» Provided information

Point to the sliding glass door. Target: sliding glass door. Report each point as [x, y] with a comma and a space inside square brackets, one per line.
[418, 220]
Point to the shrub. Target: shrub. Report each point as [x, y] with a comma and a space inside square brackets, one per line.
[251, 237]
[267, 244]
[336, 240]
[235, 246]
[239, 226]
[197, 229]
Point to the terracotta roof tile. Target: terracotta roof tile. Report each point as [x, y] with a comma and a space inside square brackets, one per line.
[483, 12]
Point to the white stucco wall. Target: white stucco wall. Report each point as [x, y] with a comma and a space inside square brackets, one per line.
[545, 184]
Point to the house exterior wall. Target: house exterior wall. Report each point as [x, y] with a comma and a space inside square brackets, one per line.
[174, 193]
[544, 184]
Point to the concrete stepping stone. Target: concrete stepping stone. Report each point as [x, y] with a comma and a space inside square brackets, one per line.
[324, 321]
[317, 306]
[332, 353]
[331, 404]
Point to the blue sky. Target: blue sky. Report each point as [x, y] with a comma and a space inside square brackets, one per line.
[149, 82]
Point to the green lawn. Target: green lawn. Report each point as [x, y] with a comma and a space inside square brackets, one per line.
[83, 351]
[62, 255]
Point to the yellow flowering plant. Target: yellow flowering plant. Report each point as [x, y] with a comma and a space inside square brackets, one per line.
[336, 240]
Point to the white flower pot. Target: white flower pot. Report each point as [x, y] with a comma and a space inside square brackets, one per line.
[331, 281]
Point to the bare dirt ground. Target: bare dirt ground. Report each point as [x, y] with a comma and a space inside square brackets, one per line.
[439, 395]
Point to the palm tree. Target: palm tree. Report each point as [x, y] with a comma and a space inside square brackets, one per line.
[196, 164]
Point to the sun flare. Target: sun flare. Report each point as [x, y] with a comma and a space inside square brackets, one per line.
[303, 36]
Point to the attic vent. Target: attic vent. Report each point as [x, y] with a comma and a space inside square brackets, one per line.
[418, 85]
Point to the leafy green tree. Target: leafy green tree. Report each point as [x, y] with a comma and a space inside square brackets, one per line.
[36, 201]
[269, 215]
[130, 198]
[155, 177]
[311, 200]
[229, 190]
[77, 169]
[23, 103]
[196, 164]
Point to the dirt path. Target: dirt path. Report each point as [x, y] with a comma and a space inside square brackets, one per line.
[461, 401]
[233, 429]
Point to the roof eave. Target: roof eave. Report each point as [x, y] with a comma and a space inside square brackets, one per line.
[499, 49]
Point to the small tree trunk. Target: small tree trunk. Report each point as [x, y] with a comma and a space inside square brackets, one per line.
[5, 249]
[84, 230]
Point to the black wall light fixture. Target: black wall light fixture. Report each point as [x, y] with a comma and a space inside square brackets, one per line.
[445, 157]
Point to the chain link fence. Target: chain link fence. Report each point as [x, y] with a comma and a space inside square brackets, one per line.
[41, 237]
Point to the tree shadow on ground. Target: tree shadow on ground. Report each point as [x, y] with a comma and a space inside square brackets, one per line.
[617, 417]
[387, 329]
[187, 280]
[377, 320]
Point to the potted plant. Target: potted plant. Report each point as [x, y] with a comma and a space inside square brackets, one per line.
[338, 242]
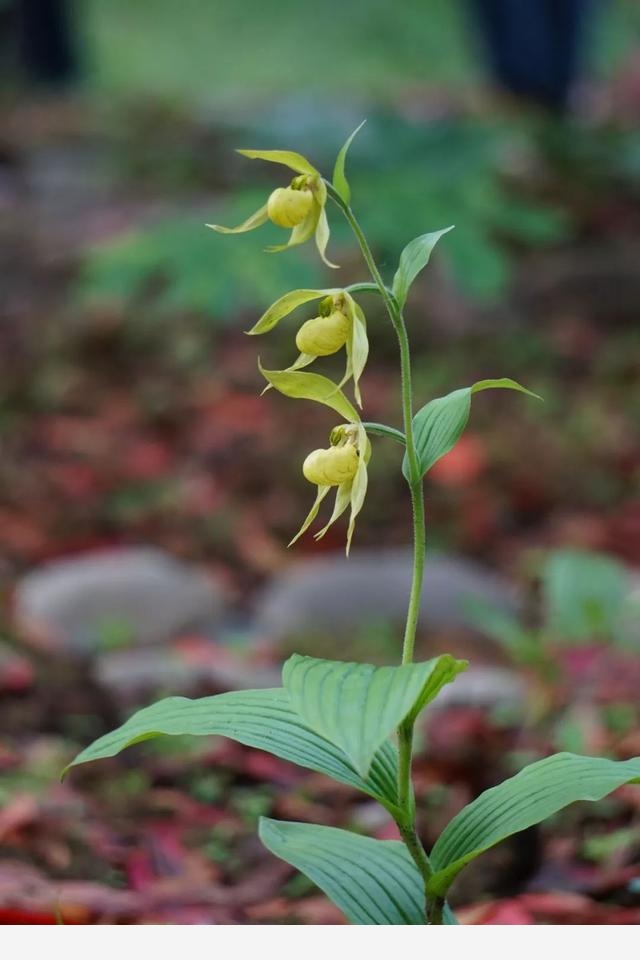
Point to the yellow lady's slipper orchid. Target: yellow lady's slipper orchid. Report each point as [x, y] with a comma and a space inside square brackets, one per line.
[323, 336]
[341, 323]
[342, 465]
[287, 207]
[300, 206]
[331, 467]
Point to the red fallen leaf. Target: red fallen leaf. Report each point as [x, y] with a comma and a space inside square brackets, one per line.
[146, 459]
[20, 811]
[74, 479]
[462, 465]
[32, 918]
[497, 913]
[16, 673]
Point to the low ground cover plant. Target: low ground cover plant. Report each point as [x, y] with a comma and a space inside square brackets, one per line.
[354, 722]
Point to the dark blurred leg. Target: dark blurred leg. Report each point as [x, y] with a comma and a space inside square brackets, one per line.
[534, 45]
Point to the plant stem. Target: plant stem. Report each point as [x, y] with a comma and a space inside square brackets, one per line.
[406, 798]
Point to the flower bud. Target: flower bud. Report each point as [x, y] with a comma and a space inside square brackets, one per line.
[330, 468]
[287, 207]
[322, 336]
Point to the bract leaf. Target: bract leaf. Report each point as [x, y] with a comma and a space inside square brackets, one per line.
[286, 305]
[340, 183]
[311, 386]
[440, 423]
[413, 259]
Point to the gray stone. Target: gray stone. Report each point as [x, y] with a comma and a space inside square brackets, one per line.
[133, 675]
[335, 596]
[486, 688]
[114, 597]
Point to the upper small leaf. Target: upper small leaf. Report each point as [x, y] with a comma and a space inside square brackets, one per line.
[413, 259]
[439, 424]
[357, 706]
[288, 158]
[340, 183]
[533, 795]
[371, 881]
[311, 386]
[286, 305]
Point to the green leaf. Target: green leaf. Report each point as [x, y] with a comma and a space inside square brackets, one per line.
[357, 706]
[258, 718]
[440, 423]
[371, 881]
[286, 305]
[288, 158]
[413, 259]
[311, 386]
[503, 383]
[533, 795]
[340, 183]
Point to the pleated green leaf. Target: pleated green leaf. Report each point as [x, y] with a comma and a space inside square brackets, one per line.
[258, 718]
[413, 259]
[440, 423]
[357, 706]
[536, 793]
[340, 182]
[311, 386]
[373, 882]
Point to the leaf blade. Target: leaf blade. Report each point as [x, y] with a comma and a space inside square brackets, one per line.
[311, 386]
[288, 158]
[413, 259]
[262, 719]
[536, 793]
[339, 179]
[440, 423]
[284, 306]
[373, 882]
[357, 706]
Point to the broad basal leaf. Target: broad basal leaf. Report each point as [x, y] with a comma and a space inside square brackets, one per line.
[439, 424]
[311, 386]
[357, 706]
[340, 183]
[371, 881]
[413, 259]
[258, 718]
[533, 795]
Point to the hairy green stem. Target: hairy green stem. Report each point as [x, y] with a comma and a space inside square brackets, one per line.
[406, 798]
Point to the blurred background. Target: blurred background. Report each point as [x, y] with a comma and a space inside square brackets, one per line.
[147, 492]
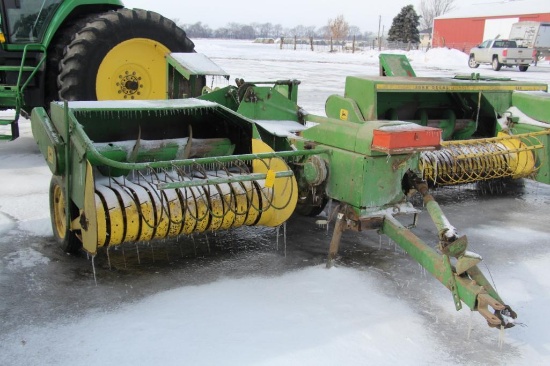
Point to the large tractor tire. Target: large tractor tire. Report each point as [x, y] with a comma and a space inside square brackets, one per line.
[56, 50]
[120, 55]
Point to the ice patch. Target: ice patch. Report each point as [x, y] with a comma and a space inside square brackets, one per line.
[6, 224]
[25, 258]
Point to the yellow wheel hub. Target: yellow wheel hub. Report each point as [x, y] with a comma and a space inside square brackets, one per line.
[134, 69]
[59, 216]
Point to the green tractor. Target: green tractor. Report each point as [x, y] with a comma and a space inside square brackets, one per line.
[81, 50]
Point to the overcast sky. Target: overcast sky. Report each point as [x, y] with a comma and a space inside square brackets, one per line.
[289, 13]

» What you will do
Change "Point to" to "Find" throughout all of the rows above and write them out again with everything else unchanged. Leave out the pictures.

» Complete output
Find the sliding glass door. Target: sliding glass door. Report each point as [x, y] with a comma and a space inside square brackets, one per line.
[418, 220]
Find the shrub. Target: shrub. Report each point as [x, y] with a comma and a space inside square brackets, one per line.
[251, 237]
[267, 244]
[336, 240]
[235, 246]
[239, 226]
[197, 229]
Find the terracotta roof tile. Target: terracotta roof tile. Report each point as [x, y] with a comma and a space inside square brackets, one per line.
[483, 12]
Find the white stucco wall. Target: white stucco wall. Report each point as [x, y] with a comma and a space inside square brackets, one per line.
[545, 184]
Find the house exterior wall. Target: house exterior wall. Report each point as [x, y] with a comma and a space inside square brackets, one per line.
[174, 193]
[544, 184]
Find the concrete stepping stone. Target: concrete stepping stone. Report each point as [x, y] with a comma and a space inside square brackets, one per line.
[324, 321]
[317, 306]
[332, 353]
[331, 404]
Find the blue sky. Target: blue sky. Report each point as [x, y] with a comma and a space inside square brackets, one per line.
[149, 82]
Find the green lawn. Target: green lawn. Report each point as [x, y] with a comma and a space inside square brackets, one per line.
[83, 351]
[62, 255]
Find the yellow flowering plant. Target: yellow flowering plant. Report each point as [x, y] with a comma and a space inside square brackets, one per line.
[336, 240]
Find the white flower pot. Target: white flower pot. Report each point as [x, y] with a comma and a space inside square brackets, one per line.
[331, 281]
Find the bare dirt ground. Target: bare dirt ground. Report each point as [x, y] with a comma and a space inside square brackets, one per line.
[439, 395]
Find the palm tree. Target: palm tree. Report each point as [x, y] with a comma and a space inside square brackets, one per line.
[196, 164]
Find the sun flare. Target: sun flare. Report each point as [x, y] with a comma and a space inside square brackets, one per line.
[303, 36]
Find the attic vent. Target: attic vent. Report each point as [x, y] with a comma and a space inside square brackets, one per line.
[418, 85]
Find the leafy green tree. Target: leafy green tree. Report each point as [x, y] with a comma and a space inside square brackets, one per line.
[36, 201]
[269, 215]
[130, 198]
[155, 177]
[311, 200]
[229, 190]
[77, 169]
[23, 103]
[196, 164]
Find the dirt path. Target: dirt path. Report each point as [x, y] with a comma and a space inside square brackets, one per line.
[461, 401]
[233, 429]
Find the roof eave. Target: roof eave. Report each point as [x, y] with a comma and a space inside square brackets, one per line.
[499, 49]
Find the small tree trunk. Target: small tree trunk. Report each point as [x, y] with a comma and a space inside square brackets, one per line.
[5, 249]
[84, 230]
Find the black wall light fixture. Target: black wall light fixture. Report each point as [x, y] with a comma and a space inside square brackets, one per line.
[445, 157]
Find the chain link fence. Target: chain link fence. Report each point as [x, y] with a comma and a space inside square brackets, one per line.
[41, 237]
Find the tree shadow on ground. Target: tree shadow on ground. Report each point as [x, y] with a comma and a space inside square brackets, one per line.
[617, 417]
[387, 329]
[187, 280]
[377, 320]
Find the potted plant. Target: potted plant. Report each point as [x, y] with a comma and a space inside square brackets, one per line.
[338, 242]
Find the yellow lady's slipper orchid. Target: yellow lady's slipper orchid. Report each point as [x, y] with a comma and a space inside square brackets, one per line.
[323, 336]
[341, 323]
[342, 465]
[287, 207]
[300, 206]
[331, 467]
Find the red fallen leaf. Target: red fallen leaf. Report each point as [x, y] with a comma and a space inside square brackets, one per line.
[146, 459]
[20, 811]
[74, 479]
[462, 465]
[32, 918]
[497, 913]
[16, 673]
Find the low ground cover plant. Target: low ground cover plant. Report each point as [x, y] with a comma and a space inside square brackets, one per line.
[354, 722]
Find the dark blurred leg. Target: dark blurred leg. Report each point as [x, y] with a comma and a space inside square brackets, one per line.
[534, 45]
Find the plant stem. Target: plant stem. Report each point as [x, y] with a comma and a space inside square brackets, one per line.
[406, 798]
Find the flower bud. Target: flower bud. Report each point as [x, y] with a comma and a space inside square brackets, one per line.
[330, 468]
[287, 207]
[322, 336]
Find the bract leaf. Target: bract leaf. Report each point as [x, y] with a comma and a space inside square brackets, one per line.
[286, 305]
[340, 183]
[311, 386]
[440, 423]
[413, 259]
Find the gray stone. Target: gray stone. Report each point as [x, y] with a comma and a space inside square brackets, one per line.
[133, 675]
[335, 596]
[486, 688]
[114, 597]
Find the upper small leaf. Target: upper small leaf. Report each point as [x, y] with a comma and a space inside square brackets, one per line.
[413, 259]
[439, 424]
[357, 706]
[288, 158]
[340, 183]
[533, 795]
[371, 881]
[311, 386]
[286, 305]
Find the green leaf. Target: green leaf. Report each point as [x, y] with a comma and a space inside square brackets, one per line.
[357, 706]
[258, 718]
[440, 423]
[371, 881]
[286, 305]
[288, 158]
[413, 259]
[311, 386]
[503, 383]
[533, 795]
[340, 183]
Find the pleated green leaf. Target: pleated green leaf. Report each point as [x, y] with a comma and a space inside square brackets, one per line.
[258, 718]
[413, 259]
[440, 423]
[357, 706]
[536, 793]
[340, 182]
[311, 386]
[373, 882]
Find the leaf blade. Target: leaf blade. Report each point as [x, y] with a comma and a space inside square brackets, one per line.
[311, 386]
[288, 158]
[413, 259]
[262, 719]
[536, 793]
[339, 179]
[440, 423]
[284, 306]
[373, 882]
[357, 706]
Find the broad basal leaf. Target: broad basal leaf. Report each point as [x, y] with a comma and a space inside square brackets, one per line.
[439, 424]
[311, 386]
[357, 706]
[340, 183]
[371, 881]
[413, 259]
[258, 718]
[533, 795]
Find the hairy green stem. Target: hairy green stem. Report each point as [x, y] with a comma and a space inside square brackets, one per line.
[406, 798]
Find the blurred background. Target: blurred background. Report each point as [x, y] with a comma and a space inside square brackets, one per line.
[147, 492]
Find the large tractor tire. Target: large tractor tire. Report each point as [x, y] with a comma and a space inside square brackets, one per line.
[56, 50]
[120, 55]
Find the ice patch. Target: ice patch. Report each point as [x, y] with a comma and a space inside square brackets, one per line.
[6, 224]
[25, 258]
Find the yellow wheel hub. Target: yellow wheel hub. Report each point as [x, y] with a comma and a space inside square brackets, one per line.
[134, 69]
[59, 216]
Find the green tractor. Target: green tractor. Report each point as [x, y] with a comma and a space inside square brackets, one per line.
[81, 50]
Find the overcast sky. Target: overcast sky. Report each point as [x, y] with a comma and a space inside square brackets, one per line.
[289, 13]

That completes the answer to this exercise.